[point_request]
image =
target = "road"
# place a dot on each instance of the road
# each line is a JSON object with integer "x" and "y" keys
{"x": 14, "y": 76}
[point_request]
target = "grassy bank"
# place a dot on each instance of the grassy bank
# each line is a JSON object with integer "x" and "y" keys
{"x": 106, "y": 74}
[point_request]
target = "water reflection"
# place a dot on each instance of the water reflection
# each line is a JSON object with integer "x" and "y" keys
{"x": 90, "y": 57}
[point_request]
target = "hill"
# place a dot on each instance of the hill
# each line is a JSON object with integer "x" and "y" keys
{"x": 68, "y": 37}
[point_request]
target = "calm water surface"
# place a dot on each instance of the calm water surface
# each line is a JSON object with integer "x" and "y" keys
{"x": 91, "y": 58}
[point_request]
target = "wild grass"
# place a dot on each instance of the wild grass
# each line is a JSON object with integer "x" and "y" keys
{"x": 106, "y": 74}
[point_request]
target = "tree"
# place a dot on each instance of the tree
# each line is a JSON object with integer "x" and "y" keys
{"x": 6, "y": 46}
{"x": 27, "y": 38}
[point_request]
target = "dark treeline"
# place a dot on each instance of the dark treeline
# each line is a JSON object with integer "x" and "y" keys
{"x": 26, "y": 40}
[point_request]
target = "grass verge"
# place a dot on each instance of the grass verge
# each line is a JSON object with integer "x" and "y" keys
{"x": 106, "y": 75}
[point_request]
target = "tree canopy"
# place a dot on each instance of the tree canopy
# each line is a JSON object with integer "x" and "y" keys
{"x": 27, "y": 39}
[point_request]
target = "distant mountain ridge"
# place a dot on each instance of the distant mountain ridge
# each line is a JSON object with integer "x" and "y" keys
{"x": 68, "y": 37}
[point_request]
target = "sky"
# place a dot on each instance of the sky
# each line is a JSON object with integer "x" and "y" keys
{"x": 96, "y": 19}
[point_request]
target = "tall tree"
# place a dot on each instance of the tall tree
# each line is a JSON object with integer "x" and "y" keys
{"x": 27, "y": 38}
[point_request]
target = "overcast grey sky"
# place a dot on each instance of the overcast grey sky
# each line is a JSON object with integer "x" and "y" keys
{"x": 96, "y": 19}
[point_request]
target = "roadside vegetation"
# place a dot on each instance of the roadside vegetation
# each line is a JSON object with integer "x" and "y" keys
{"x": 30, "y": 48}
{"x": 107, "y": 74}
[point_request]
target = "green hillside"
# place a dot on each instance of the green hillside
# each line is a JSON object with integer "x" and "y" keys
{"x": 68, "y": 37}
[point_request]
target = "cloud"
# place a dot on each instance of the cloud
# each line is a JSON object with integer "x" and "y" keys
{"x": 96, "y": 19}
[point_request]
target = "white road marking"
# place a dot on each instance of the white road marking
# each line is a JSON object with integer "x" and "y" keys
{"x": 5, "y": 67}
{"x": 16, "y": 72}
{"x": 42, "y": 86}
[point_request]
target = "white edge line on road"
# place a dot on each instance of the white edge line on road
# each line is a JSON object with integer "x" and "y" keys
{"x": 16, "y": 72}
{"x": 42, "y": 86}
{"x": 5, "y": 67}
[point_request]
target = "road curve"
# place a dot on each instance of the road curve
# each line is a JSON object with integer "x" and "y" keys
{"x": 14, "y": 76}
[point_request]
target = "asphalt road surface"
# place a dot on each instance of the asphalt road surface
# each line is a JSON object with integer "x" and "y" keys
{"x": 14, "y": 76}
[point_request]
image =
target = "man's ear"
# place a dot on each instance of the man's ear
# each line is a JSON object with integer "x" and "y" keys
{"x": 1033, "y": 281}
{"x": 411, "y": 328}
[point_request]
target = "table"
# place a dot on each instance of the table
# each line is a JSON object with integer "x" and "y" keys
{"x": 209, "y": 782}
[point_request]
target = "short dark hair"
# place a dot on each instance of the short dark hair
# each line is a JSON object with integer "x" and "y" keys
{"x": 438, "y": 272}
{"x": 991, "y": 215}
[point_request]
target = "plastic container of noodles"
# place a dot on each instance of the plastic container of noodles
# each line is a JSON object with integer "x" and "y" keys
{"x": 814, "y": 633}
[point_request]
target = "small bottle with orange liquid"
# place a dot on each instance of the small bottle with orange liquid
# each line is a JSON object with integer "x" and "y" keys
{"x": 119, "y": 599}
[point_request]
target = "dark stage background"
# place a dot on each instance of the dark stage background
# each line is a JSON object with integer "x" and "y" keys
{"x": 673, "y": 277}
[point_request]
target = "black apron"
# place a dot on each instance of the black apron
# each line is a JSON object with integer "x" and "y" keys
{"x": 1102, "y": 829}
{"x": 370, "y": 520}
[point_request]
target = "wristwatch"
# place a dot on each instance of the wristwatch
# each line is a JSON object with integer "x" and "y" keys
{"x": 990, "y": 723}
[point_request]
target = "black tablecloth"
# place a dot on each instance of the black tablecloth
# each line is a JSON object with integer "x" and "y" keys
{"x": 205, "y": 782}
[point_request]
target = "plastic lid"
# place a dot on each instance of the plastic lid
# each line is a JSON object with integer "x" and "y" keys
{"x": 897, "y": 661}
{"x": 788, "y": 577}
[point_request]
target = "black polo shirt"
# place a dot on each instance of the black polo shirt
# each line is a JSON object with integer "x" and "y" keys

──────────

What is expected =>
Reproduce all data above, unchanged.

Exercise solution =>
[point_request]
image =
target = "road"
# place a dot on each instance of the road
# each line is a JSON object with integer "x" and "y" keys
{"x": 14, "y": 76}
[point_request]
target = "grassy bank"
# place a dot on each instance of the grassy bank
# each line is a JSON object with integer "x" and "y" keys
{"x": 106, "y": 74}
[point_request]
target = "water reflection"
# place a dot on each instance of the water reflection
# each line is a JSON object with integer "x" and "y" keys
{"x": 90, "y": 57}
[point_request]
target = "hill"
# place a dot on each instance of the hill
# each line is a JSON object with integer "x" and "y" keys
{"x": 68, "y": 37}
[point_request]
target = "calm water surface"
# place a dot on each instance of the calm water surface
# each line is a JSON object with integer "x" and "y" keys
{"x": 91, "y": 58}
[point_request]
target = "wild grass"
# place a dot on each instance of the wild grass
# each line is a JSON object with integer "x" and "y" keys
{"x": 106, "y": 74}
[point_request]
target = "tree"
# place a dot on each instance of the tree
# each line is a JSON object with integer "x" and "y" keys
{"x": 6, "y": 46}
{"x": 27, "y": 38}
[point_request]
target = "dark treeline"
# place a dot on each instance of the dark treeline
# each line is a JSON object with integer "x" and "y" keys
{"x": 26, "y": 40}
[point_request]
target = "grass verge"
# place a dot on each instance of the grass verge
# each line is a JSON object with integer "x" and "y" keys
{"x": 106, "y": 75}
[point_request]
target = "tree canopy"
# place a dot on each instance of the tree canopy
# each line is a JSON object with integer "x" and "y" keys
{"x": 27, "y": 39}
[point_request]
target = "distant mountain ridge"
# place a dot on each instance of the distant mountain ridge
# each line is a JSON object with integer "x" and "y" keys
{"x": 68, "y": 37}
[point_request]
target = "sky"
# place a dot on each instance of the sky
# each line is a JSON object with integer "x" and "y" keys
{"x": 96, "y": 19}
[point_request]
target = "tall tree"
# place a dot on each instance of the tall tree
# each line is a JSON object with integer "x" and "y" keys
{"x": 27, "y": 38}
[point_request]
target = "overcast grey sky"
# place a dot on each instance of the overcast grey sky
# each line is a JSON object with integer "x" and "y" keys
{"x": 96, "y": 19}
[point_request]
target = "roadside vegetation"
# place a dot on each instance of the roadside vegetation
# each line is a JSON object with integer "x" and "y" keys
{"x": 30, "y": 48}
{"x": 107, "y": 74}
[point_request]
target = "green hillside"
# place a dot on each instance of the green hillside
# each line is a JSON object with integer "x" and "y" keys
{"x": 68, "y": 37}
[point_request]
target = "cloud"
# place a dot on each instance of the cloud
# each line is a JSON object with integer "x" and "y" keys
{"x": 96, "y": 19}
[point_request]
target = "white road marking"
# place a dot on each instance of the white road marking
# each line is a JSON object with integer "x" and "y" keys
{"x": 5, "y": 67}
{"x": 16, "y": 72}
{"x": 42, "y": 86}
[point_request]
target = "white edge line on road"
# place a dot on each instance of the white edge line on road
# each line is a JSON object with integer "x" and "y" keys
{"x": 16, "y": 72}
{"x": 42, "y": 86}
{"x": 5, "y": 67}
[point_request]
target = "road curve"
# place a dot on each instance of the road curve
# each line is a JSON object with integer "x" and "y" keys
{"x": 14, "y": 76}
[point_request]
target = "asphalt road surface"
# place a dot on each instance of the asphalt road surface
# each line is a JSON object with integer "x" and "y" keys
{"x": 14, "y": 76}
[point_request]
image =
target = "man's ear"
# place a dot on each instance of the man's ear
# each line is a JSON object with integer "x" and "y" keys
{"x": 1033, "y": 281}
{"x": 411, "y": 328}
[point_request]
target = "table"
# place a dot on each instance of the table
# each line is a JSON object with integer "x" and "y" keys
{"x": 209, "y": 782}
[point_request]
target = "short dark hair"
# place a dot on each instance of the short dark hair
# each line is a JSON object with integer "x" and "y" keys
{"x": 438, "y": 272}
{"x": 991, "y": 215}
[point_request]
target = "plastic container of noodles"
# place a dot on each instance of the plastic container of noodles
# each line is a JSON object with integer "x" and "y" keys
{"x": 814, "y": 633}
[point_request]
target = "small bottle with orange liquid"
# place a dot on each instance of the small bottle with orange liquid
# each line is a JSON object with integer "x" and "y" keys
{"x": 119, "y": 599}
[point_request]
target = "dark stage background"
# place a dot on each instance of the dark stage background
# each line is a JSON object with integer "x" and "y" keys
{"x": 673, "y": 277}
[point_request]
target = "black apron"
# place a dot on each instance of the black apron
# each line is a JSON object with integer "x" and "y" keys
{"x": 1102, "y": 829}
{"x": 370, "y": 520}
[point_request]
target = "wristwatch"
# place a dot on each instance of the wristwatch
# each line is a JSON object with integer "x" and "y" keys
{"x": 990, "y": 723}
[point_request]
target = "black tablecloth"
# place a dot on each instance of the black tablecloth
# each line is a JSON object with integer "x" and "y" keys
{"x": 205, "y": 782}
[point_request]
target = "plastic lid"
# place a dot on each instance of the plastic lid
# each line is a JSON object with integer "x" and "y" keys
{"x": 897, "y": 661}
{"x": 788, "y": 577}
[point_request]
target = "black polo shirt"
# place a dot on each instance of the black polo shirt
# each line is a JSON object with integer "x" and "y" keys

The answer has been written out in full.